_EXERCISE TASKS_.
1. In the news excerpt on the 'Honeyland' team's statement, what organization did the crew found to help the protagonists?
2. Please carry on the news excerpt on the 'Honeyland' team's statement, picking up after its final sentence.

_EXCERPT_.

BEGIN

Documentary filmmakers shouldn't intervene in protagonists' lives, the 'Honeyland' team said in a written statement addressing rumors about their Oscar-nominated movie's beekeeper being left destitute. Even so, they say, the crew "broke the rules" of documentary ethics and helped Hatidzhe, while also taking care not to put an end to hers and the Sam family's welfare benefits while they waited for the government to provide them with monthly support.

Skopje, 25 November 2020 (MIA) — Documentary filmmakers shouldn’t intervene in protagonists’ lives, the ‘Honeyland’ team said in a written statement addressing rumors about their Oscar-nominated movie’s beekeeper being left destitute. Even so, they say, the crew “broke the rules” of documentary ethics and helped Hatidzhe, while also taking care not to put an end to hers and the Sam family’s welfare benefits while they waited for the government to provide them with monthly support.

Advised by legal experts and social workers, the ‘Honeyland’ crew founded the Bekirlija NGO to help the protagonists, according to the statement.

END

Stored data entries:

BEGIN

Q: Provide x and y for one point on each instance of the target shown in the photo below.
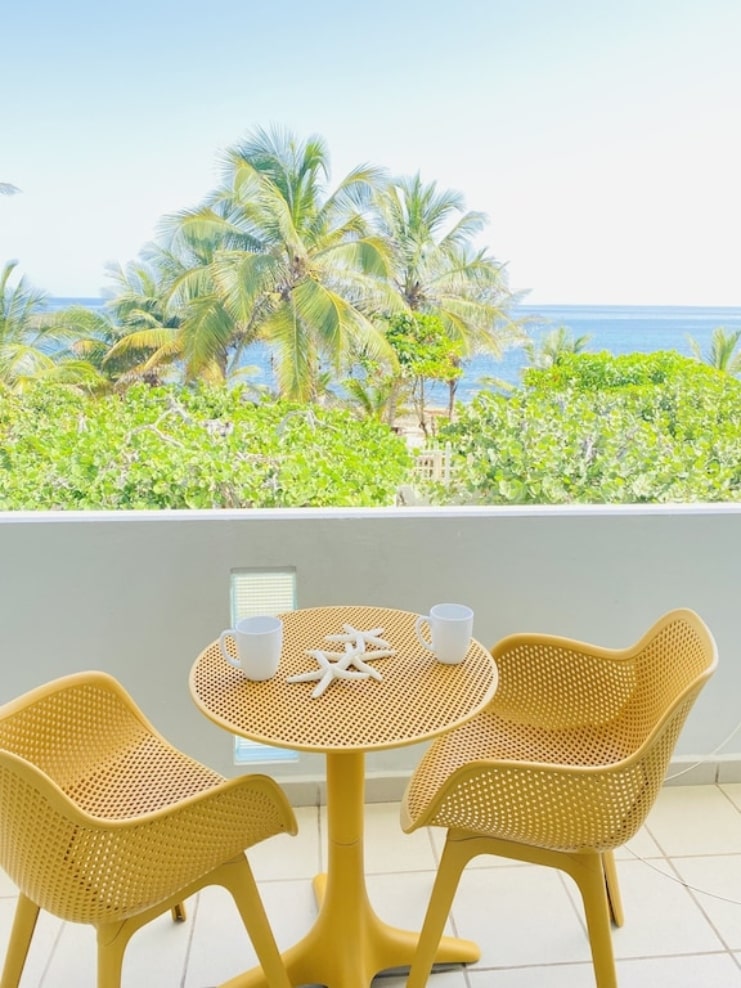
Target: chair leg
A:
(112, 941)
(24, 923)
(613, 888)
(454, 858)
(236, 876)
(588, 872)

END
BEGIN

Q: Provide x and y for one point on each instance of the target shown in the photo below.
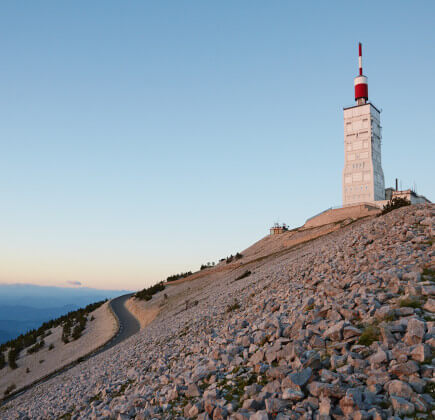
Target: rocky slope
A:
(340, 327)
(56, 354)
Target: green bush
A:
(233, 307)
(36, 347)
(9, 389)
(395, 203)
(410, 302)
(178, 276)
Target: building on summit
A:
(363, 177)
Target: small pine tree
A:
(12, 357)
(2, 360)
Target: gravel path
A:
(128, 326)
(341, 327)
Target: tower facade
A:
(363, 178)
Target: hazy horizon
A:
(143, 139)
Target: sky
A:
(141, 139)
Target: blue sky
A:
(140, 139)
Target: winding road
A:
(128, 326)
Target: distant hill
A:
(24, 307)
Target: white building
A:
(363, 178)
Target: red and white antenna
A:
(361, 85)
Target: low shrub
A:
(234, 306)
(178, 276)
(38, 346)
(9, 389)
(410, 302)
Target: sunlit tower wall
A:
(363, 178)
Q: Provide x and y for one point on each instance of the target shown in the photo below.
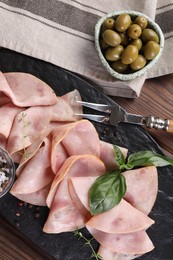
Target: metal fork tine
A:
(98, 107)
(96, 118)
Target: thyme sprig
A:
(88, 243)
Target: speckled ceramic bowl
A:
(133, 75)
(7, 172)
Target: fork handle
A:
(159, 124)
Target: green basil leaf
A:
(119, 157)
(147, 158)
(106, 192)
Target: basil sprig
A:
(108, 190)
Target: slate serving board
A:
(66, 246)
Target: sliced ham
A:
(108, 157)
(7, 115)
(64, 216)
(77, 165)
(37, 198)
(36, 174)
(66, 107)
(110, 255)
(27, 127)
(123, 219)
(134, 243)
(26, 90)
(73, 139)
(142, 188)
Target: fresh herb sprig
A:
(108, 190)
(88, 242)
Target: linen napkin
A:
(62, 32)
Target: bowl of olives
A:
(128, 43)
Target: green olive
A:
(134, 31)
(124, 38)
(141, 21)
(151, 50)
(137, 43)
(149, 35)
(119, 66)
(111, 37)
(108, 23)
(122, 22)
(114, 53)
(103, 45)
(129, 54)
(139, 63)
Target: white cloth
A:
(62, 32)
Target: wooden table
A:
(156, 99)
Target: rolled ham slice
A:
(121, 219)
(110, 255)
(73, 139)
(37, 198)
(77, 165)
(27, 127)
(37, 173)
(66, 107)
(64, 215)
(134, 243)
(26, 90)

END
BEGIN

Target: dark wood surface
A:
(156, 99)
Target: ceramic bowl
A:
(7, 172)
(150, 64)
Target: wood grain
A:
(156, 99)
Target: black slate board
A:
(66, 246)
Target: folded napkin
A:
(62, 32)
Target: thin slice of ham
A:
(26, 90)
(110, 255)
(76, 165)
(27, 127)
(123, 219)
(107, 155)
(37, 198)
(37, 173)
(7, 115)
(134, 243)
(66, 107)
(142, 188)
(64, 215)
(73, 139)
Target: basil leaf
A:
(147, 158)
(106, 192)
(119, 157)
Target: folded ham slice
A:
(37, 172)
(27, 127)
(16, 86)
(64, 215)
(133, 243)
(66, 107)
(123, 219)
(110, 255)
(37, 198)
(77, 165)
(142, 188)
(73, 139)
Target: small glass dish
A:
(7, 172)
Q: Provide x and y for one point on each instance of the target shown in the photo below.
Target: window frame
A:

END

_SET OF ANSWERS_.
1. The Bekirlija NGO.

2.
An account was set up for donations, which included contributions from the Government and the City of Skopje.

“At Hatidzhe Muratova’s request, a house was bought and then fully furnished with interior decor, a bathroom, homeware, a bed, household appliances, etc.,” the filmmakers say.

“More than a hundred boxes of food and medicines were supplied, and private health appointments paid. Every winter, wood was provided for heating.

“We also covered her travel to festivals worldwide: Nyon (Switzerland), Sarajevo (Bosnia and Herzegovina), Ayvalik (Turkey), New York and Hollywood (USA). In addition to the plane tickets, we provided her with accommodation and a personal assistant.

“The Sam family was given a car. Their house was repaired several times so they could pass the winter there. Furnishings were bought for them. Medicines and large quantities of food were being sent all the time,” the statement continues.

“Additionally, they were provided with a computer so the children could follow online classes this year.”

However, the statement explains, the protagonists were on welfare, which would have stopped if they had been given additional funding from the account.

This is why, the filmmakers say, they were waiting for “the institutions to develop a model of monthly payments of a specific amount without them losing their welfare.”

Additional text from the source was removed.